>> begin Text shown

Whenever I have taught children, there has been an obsession with safety.
This was a statement I made four years ago when I wrote an essay about people and their insane, irrational fear of being around children.
Men need children. Children need men.
While all men shouldn't or have no desire to be around children, it is wise to look at the reasons why and be honest in our assessment regarding men's interaction with children.
What must change (in relation to men's influence with children) if we are attempting to create a saner, more loving and thinking world?
For several years, I heard from friends and family that I would make a wonderful father and teacher.
Having switched my major in college to English with an eye on instructing eager, hungry minds, I began making preparations to move into the world of erudite instruction that would serve the young people that I would be fortunate enough to teach.
During the early 90's, homophobia was in full swing and nowhere was it more pronounced and encouraged than in education with almost a witch hunt focus on gays and lesbians.

>> end Text shown

## Tasks and exercises
1/ Translate this sentence from the essay on men and children above into Spanish: "For several years, I heard from friends and family that I would make a wonderful father and teacher."
2/ For each statement below, decide whether it agrees with the essay on men and children above. Answer yes or no and quote the words from the essay that decide it.
(a) The writer changed college majors to English.
(b) The writer's essay about the fear of being around children was written ten years earlier.
(c) In the early 90's, homophobia was more pronounced in education than anywhere else.

>> begin Entries

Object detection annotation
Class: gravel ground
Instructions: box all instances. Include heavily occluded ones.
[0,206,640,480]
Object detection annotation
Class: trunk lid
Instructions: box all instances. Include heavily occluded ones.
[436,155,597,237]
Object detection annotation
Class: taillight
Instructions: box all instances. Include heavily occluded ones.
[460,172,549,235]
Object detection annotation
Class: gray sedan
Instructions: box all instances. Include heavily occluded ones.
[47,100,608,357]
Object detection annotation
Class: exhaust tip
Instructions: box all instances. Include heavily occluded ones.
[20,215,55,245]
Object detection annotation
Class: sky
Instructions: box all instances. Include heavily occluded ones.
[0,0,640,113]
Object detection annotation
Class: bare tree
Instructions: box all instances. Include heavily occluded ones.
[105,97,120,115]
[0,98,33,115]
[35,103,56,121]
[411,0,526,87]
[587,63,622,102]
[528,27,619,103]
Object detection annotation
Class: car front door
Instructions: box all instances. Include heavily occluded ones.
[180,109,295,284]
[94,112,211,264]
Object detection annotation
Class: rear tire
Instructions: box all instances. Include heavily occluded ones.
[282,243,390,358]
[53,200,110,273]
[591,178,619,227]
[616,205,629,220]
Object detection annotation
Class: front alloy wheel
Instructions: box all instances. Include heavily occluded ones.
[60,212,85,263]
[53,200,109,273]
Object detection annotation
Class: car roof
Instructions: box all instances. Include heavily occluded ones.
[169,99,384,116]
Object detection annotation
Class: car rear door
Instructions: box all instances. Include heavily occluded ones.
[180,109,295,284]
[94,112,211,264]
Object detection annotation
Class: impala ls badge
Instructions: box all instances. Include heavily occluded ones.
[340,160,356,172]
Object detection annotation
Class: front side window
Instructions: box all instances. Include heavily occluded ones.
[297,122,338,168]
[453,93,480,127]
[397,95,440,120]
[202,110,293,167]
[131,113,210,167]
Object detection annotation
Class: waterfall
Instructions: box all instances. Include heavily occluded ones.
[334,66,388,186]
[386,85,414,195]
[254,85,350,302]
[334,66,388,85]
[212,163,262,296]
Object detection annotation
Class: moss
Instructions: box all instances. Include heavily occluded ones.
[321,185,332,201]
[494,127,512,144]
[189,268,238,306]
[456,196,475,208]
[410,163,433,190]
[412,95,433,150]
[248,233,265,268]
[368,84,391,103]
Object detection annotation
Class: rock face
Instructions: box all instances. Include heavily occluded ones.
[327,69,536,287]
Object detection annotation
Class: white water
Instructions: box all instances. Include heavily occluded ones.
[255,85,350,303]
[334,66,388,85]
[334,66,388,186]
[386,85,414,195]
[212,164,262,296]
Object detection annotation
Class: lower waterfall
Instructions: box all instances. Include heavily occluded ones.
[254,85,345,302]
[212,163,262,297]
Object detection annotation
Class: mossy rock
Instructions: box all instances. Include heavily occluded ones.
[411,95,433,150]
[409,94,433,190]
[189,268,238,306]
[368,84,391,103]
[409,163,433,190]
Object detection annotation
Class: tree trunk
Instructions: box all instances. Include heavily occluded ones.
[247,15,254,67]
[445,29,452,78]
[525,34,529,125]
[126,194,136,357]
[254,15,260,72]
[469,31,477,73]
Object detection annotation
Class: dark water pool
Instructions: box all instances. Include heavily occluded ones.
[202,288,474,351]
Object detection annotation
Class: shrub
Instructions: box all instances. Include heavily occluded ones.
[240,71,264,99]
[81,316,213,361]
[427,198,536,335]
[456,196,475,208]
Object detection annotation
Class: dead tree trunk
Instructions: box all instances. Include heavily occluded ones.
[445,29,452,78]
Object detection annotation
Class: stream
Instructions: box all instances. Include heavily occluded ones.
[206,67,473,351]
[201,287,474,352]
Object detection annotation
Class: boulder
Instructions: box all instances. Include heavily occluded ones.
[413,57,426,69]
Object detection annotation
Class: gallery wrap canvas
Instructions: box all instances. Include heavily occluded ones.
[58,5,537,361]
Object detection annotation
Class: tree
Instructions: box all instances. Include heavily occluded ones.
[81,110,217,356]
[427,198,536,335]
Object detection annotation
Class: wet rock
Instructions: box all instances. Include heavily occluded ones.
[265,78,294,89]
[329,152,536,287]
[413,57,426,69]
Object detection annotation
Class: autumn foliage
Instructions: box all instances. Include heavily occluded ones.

>> end Entries

## Solutions to the problems
1/ Durante varios años, escuché de amigos y familiares que sería un padre y un maestro maravillosos.

2/
(a) Yes: "Having switched my major in college to English"
(b) No: "four years ago"
(c) Yes: "nowhere was it more pronounced and encouraged than in education"